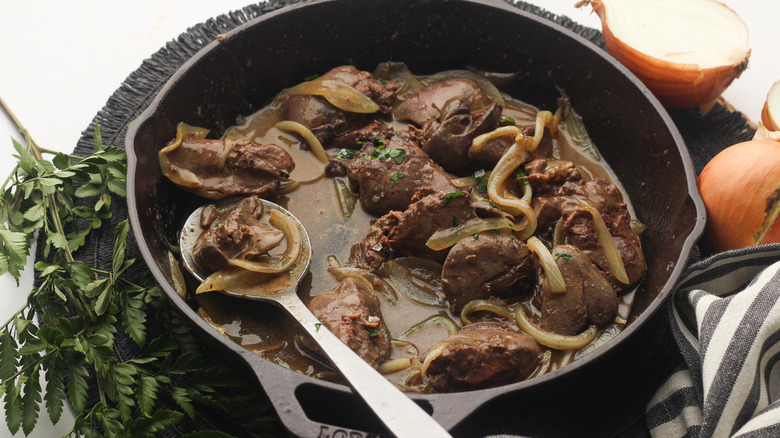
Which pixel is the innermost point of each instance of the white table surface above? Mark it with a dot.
(60, 61)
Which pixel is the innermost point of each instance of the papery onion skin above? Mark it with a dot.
(740, 188)
(676, 85)
(770, 113)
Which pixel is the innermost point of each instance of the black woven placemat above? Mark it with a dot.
(704, 135)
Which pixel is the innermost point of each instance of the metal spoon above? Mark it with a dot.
(402, 416)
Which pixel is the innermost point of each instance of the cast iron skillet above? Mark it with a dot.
(242, 72)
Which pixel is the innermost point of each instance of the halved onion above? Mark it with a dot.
(740, 188)
(686, 51)
(339, 94)
(770, 114)
(280, 263)
(446, 237)
(554, 276)
(554, 340)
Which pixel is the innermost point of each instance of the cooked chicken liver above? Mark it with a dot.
(560, 193)
(405, 233)
(351, 312)
(589, 298)
(388, 172)
(328, 122)
(231, 167)
(483, 355)
(235, 234)
(486, 265)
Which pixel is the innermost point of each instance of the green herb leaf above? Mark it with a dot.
(395, 177)
(451, 196)
(31, 402)
(55, 394)
(77, 387)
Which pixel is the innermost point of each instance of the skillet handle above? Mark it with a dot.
(402, 416)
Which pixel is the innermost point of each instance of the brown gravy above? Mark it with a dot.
(267, 331)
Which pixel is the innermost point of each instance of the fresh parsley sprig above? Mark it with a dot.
(69, 325)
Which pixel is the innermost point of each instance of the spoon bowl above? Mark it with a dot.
(401, 415)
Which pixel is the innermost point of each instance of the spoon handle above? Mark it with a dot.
(402, 416)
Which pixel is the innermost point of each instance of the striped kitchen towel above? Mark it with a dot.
(726, 321)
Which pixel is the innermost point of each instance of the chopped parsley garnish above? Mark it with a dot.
(481, 183)
(395, 177)
(397, 154)
(345, 153)
(451, 196)
(520, 175)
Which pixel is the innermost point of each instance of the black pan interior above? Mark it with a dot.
(241, 73)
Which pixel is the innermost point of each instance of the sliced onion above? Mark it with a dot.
(515, 156)
(432, 354)
(372, 282)
(446, 237)
(686, 51)
(484, 306)
(410, 348)
(339, 94)
(280, 263)
(487, 87)
(311, 139)
(558, 236)
(179, 176)
(399, 72)
(554, 340)
(232, 280)
(205, 316)
(614, 261)
(435, 320)
(545, 363)
(554, 276)
(177, 276)
(605, 335)
(417, 283)
(347, 200)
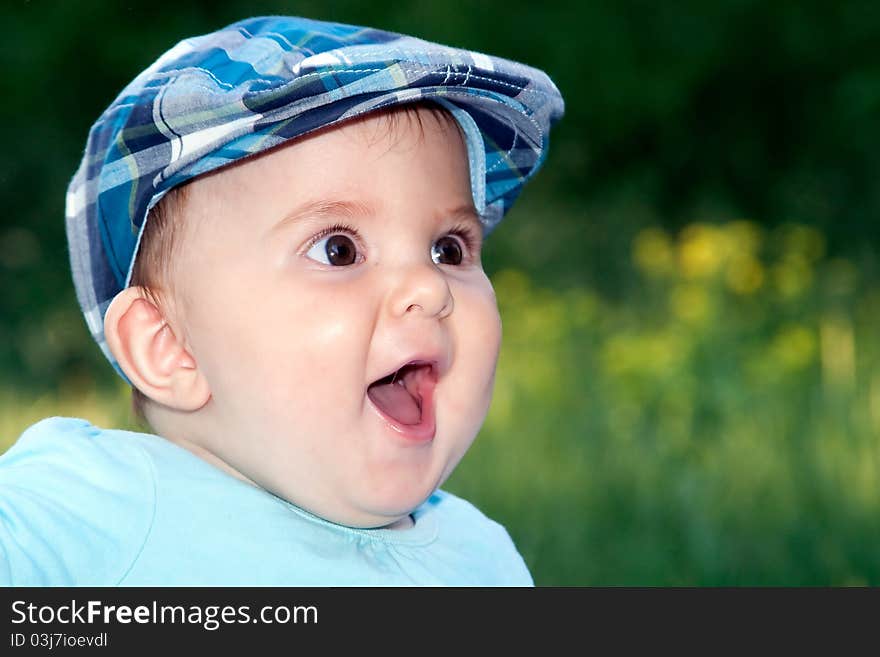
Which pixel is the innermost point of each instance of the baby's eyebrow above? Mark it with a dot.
(323, 208)
(467, 213)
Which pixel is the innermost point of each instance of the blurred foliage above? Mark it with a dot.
(689, 390)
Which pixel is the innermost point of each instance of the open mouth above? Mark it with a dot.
(404, 394)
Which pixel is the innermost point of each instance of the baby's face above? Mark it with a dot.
(333, 296)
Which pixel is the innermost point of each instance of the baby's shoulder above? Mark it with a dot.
(472, 535)
(76, 503)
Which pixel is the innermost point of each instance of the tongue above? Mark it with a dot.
(395, 401)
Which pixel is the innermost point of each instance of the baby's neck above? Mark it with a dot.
(404, 523)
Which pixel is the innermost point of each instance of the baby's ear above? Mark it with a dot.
(152, 357)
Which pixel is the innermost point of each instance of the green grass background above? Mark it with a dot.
(689, 387)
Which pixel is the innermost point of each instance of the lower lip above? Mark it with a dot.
(422, 432)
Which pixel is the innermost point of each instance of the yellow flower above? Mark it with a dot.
(701, 251)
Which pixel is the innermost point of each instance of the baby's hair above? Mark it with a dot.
(160, 242)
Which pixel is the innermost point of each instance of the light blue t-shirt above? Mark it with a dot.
(83, 506)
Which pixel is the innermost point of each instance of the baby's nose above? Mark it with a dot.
(423, 289)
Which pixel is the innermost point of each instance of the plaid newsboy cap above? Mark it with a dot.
(214, 99)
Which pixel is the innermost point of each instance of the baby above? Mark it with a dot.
(275, 237)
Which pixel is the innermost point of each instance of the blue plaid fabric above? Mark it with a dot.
(214, 99)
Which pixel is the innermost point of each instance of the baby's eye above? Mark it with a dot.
(337, 250)
(446, 251)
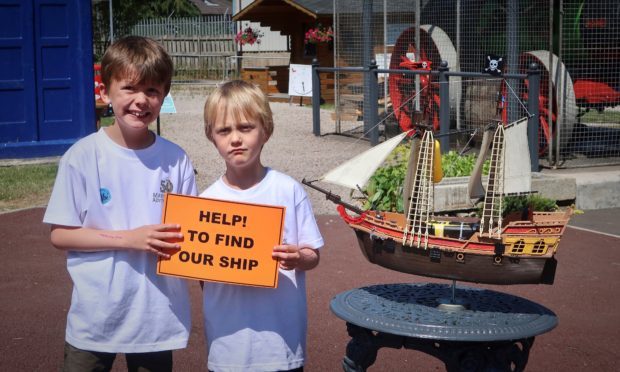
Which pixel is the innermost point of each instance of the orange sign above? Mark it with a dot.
(223, 241)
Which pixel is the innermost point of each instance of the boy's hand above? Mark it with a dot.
(155, 238)
(288, 255)
(294, 257)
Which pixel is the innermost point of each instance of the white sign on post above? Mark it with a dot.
(300, 80)
(168, 106)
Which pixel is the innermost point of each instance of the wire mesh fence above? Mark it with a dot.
(570, 39)
(590, 51)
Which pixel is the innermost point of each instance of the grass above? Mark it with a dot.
(23, 186)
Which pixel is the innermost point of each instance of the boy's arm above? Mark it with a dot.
(150, 238)
(294, 257)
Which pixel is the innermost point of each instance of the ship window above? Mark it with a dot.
(539, 247)
(518, 246)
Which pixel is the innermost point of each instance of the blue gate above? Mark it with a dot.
(46, 76)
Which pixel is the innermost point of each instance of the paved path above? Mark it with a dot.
(35, 291)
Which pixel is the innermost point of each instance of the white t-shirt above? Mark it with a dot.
(262, 329)
(119, 303)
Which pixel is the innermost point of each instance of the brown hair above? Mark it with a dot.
(238, 97)
(139, 57)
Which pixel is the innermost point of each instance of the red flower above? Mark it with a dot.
(248, 36)
(318, 35)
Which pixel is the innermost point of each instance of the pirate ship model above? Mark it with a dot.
(490, 249)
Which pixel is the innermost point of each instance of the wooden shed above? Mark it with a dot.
(293, 18)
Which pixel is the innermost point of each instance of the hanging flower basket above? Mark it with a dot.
(248, 36)
(319, 34)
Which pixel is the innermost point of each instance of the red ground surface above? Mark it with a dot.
(35, 293)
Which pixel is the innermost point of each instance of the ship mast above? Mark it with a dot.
(421, 202)
(492, 210)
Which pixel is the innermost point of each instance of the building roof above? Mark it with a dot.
(318, 8)
(312, 8)
(211, 7)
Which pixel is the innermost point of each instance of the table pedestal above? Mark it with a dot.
(492, 331)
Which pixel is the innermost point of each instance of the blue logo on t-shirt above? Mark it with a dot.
(105, 195)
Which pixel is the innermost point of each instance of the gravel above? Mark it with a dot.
(293, 148)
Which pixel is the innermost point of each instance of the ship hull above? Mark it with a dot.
(462, 266)
(522, 253)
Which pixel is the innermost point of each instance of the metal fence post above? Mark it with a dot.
(316, 98)
(371, 106)
(444, 107)
(533, 77)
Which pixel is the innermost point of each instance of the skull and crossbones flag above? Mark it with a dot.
(494, 64)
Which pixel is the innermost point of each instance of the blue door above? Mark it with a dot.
(18, 103)
(46, 76)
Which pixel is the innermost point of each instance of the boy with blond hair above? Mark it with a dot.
(105, 211)
(251, 328)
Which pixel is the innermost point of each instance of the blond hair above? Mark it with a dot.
(138, 58)
(238, 97)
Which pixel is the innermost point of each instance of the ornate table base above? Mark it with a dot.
(492, 331)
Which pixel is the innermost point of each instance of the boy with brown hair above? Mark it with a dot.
(252, 328)
(105, 211)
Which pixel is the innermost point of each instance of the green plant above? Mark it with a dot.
(533, 201)
(24, 186)
(384, 189)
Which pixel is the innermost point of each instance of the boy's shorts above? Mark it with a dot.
(78, 360)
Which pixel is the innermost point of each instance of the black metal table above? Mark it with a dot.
(468, 329)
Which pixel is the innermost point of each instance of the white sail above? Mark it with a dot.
(517, 166)
(358, 170)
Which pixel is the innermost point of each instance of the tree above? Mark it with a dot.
(127, 13)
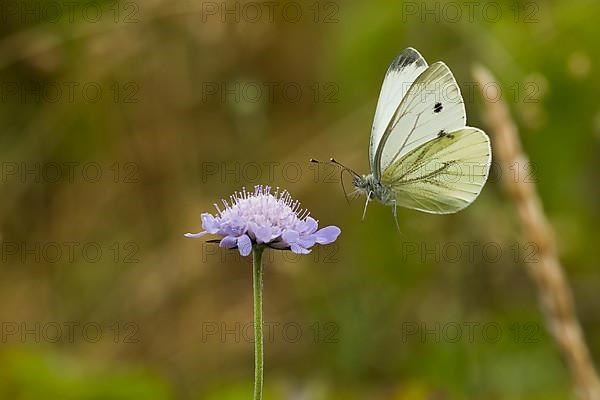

——————————

▶ _Goal_:
Pull out each line of the records that contains the word "hair", and copy those lines with nothing changed.

▶ _Solution_:
Which pixel is the innermost point of each instance of the baby's hair above? Mark it with a dot.
Which pixel is the innermost point of each instance of the brown hair above? Mark it with a dot.
Which pixel is the innermost point of each instance of the boy with blond hair above? Mark it with a dot.
Which pixel is the innermost point of each instance of the blond hair above? Mark it with a dot.
Which pixel is the innermost point of each instance of the boy with brown hair above? Mark it with a dot.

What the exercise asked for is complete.